[DATA EXTRACTS — start]

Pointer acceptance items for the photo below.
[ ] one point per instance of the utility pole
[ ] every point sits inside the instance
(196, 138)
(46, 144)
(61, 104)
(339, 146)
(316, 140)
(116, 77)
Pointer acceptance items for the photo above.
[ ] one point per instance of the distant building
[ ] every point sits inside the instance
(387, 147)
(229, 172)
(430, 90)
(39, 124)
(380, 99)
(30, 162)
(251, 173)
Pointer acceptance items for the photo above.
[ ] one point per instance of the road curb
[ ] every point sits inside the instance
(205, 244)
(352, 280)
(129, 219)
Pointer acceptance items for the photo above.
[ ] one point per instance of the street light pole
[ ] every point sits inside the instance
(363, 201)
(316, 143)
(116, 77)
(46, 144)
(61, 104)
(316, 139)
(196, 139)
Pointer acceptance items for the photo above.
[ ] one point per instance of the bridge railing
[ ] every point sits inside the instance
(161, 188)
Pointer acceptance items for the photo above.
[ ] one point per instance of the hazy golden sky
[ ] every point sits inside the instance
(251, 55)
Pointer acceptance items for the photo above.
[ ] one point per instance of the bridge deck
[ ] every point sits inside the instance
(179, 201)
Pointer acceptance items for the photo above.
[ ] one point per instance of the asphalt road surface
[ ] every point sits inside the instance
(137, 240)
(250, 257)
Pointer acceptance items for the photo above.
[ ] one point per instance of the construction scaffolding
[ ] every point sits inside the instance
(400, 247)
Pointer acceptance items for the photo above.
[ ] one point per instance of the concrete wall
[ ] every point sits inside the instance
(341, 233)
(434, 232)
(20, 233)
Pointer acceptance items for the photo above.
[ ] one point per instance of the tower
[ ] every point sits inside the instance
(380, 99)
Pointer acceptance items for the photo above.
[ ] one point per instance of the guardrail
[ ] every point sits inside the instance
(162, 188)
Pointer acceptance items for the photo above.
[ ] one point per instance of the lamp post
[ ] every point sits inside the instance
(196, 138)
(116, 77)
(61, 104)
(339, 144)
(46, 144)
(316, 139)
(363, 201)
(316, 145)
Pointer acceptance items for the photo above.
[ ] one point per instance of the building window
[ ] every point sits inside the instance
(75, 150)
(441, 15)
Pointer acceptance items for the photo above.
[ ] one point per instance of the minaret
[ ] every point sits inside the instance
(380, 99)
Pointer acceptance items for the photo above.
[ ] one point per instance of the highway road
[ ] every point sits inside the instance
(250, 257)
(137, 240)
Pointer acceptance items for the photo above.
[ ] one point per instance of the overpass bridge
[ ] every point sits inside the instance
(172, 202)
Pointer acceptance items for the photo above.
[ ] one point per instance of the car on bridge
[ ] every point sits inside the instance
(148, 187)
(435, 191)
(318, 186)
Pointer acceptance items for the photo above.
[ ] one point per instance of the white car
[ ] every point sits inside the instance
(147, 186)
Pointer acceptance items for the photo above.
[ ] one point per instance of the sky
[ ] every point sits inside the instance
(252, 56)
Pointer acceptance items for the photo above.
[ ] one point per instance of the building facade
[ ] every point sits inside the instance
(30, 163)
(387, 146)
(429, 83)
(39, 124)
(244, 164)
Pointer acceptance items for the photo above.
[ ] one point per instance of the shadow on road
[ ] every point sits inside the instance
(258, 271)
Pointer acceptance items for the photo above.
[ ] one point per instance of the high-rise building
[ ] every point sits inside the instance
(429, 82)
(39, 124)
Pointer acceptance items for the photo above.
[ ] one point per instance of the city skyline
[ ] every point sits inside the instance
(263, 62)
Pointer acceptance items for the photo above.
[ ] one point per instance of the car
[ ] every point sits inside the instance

[DATA EXTRACTS — finish]
[DATA EXTRACTS — start]

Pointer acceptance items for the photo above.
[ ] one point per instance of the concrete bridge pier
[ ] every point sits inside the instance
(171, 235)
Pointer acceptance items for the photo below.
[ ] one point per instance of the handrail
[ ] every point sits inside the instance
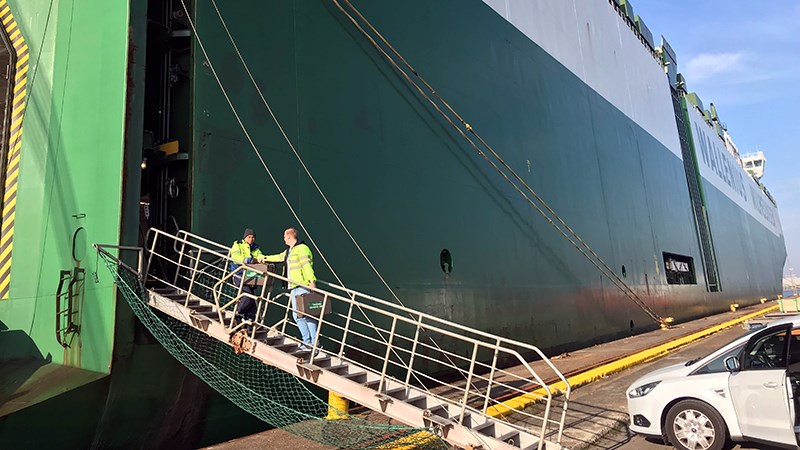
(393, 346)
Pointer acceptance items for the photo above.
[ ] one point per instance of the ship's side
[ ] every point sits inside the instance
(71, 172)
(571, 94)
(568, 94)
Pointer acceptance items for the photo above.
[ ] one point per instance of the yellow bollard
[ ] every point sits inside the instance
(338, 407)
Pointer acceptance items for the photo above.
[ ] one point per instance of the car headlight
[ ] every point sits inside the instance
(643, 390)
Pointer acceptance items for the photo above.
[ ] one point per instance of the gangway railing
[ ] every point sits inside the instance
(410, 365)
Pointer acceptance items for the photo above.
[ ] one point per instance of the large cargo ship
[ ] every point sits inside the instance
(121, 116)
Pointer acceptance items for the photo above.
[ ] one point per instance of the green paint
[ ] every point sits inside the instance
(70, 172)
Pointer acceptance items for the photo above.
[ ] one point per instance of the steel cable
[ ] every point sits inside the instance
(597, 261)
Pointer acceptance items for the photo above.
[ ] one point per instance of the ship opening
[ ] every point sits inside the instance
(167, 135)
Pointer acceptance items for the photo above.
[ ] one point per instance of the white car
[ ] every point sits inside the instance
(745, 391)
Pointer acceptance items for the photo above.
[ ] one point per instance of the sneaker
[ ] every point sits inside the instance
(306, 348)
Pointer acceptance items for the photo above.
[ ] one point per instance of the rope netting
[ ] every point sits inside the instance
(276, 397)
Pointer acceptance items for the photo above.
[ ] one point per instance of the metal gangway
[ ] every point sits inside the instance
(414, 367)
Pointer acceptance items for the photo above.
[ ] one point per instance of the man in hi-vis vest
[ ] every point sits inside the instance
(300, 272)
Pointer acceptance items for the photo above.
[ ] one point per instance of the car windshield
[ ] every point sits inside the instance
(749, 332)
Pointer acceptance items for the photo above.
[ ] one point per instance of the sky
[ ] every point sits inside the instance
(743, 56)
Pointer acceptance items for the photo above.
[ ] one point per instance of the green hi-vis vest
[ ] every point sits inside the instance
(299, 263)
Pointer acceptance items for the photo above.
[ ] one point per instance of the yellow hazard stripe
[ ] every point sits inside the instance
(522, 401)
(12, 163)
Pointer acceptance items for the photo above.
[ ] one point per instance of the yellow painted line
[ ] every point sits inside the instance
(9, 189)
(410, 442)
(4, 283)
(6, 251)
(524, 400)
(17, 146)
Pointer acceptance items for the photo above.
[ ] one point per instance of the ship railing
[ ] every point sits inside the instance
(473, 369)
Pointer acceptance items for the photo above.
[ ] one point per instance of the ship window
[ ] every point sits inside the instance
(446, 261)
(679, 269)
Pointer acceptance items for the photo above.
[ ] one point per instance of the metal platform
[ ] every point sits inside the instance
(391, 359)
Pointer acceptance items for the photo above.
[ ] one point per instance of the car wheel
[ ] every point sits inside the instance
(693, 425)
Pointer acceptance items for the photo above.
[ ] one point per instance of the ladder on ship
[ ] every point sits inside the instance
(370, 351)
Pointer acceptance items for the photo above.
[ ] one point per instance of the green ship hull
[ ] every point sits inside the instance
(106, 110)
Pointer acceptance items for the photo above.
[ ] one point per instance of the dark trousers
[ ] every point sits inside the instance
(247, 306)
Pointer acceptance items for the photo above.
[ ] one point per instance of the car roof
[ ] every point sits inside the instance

[DATA EXTRACTS — finish]
[DATA EXTRACTS — start]

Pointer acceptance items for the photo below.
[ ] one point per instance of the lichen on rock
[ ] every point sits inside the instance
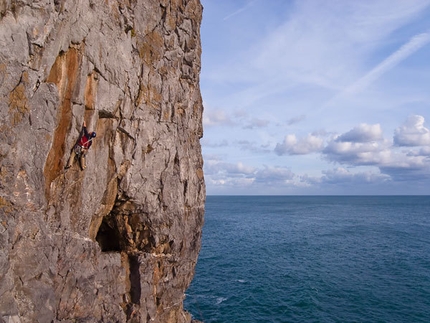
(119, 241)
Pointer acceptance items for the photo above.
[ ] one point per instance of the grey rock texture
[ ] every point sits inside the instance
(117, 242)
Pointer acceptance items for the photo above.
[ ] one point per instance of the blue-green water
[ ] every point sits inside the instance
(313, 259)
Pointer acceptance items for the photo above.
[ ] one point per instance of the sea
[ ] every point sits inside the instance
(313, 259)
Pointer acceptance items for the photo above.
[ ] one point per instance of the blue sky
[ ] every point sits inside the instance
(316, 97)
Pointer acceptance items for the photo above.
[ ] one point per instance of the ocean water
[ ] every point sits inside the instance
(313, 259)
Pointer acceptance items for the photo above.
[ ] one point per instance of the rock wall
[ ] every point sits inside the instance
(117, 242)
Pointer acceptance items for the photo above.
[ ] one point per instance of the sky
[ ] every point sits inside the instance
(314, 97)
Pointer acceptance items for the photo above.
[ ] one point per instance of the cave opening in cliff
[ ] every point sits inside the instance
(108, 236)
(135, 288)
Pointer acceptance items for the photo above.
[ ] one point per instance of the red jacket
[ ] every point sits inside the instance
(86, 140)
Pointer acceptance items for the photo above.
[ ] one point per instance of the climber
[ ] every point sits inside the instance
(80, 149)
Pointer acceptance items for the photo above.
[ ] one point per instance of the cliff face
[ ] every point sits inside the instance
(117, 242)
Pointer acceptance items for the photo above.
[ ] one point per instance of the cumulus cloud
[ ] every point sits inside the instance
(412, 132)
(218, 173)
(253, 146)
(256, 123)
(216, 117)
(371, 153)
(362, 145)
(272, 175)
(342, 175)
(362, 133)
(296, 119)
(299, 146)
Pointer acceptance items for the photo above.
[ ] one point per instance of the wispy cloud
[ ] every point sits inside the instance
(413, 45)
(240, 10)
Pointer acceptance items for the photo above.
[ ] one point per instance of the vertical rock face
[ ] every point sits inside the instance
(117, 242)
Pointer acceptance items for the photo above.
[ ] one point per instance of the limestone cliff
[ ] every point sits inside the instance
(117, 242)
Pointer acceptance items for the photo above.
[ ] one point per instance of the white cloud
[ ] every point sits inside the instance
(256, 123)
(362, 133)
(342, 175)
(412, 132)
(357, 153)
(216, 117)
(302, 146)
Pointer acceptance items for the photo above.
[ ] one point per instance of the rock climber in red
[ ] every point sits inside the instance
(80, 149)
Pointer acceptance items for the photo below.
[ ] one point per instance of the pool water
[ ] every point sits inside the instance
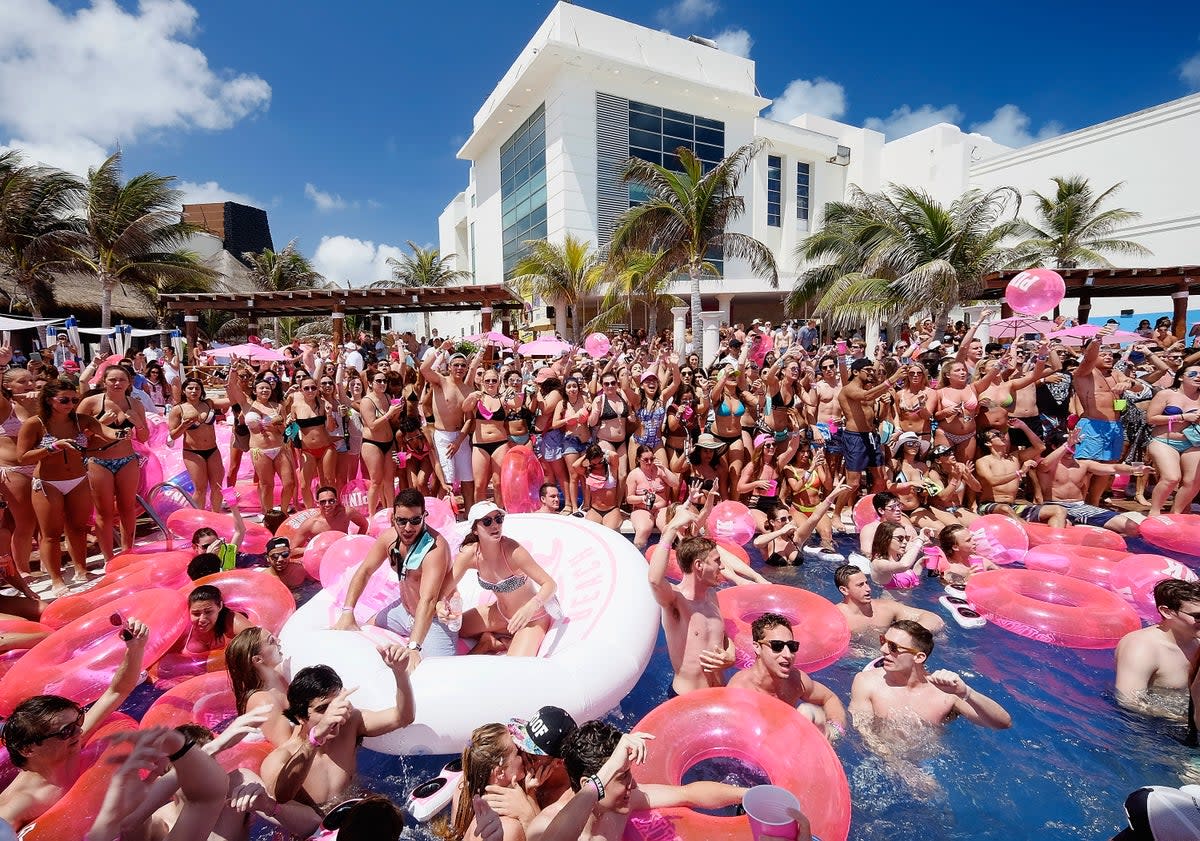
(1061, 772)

[DATA EXTRACTS — finish]

# WORK ITEM
Your answer should be the lines above that contain the word "climber", copied out.

# REPLY TO THE TASK
[ ] one point per instance of the climber
[ ] one point per instance of the rock climber in red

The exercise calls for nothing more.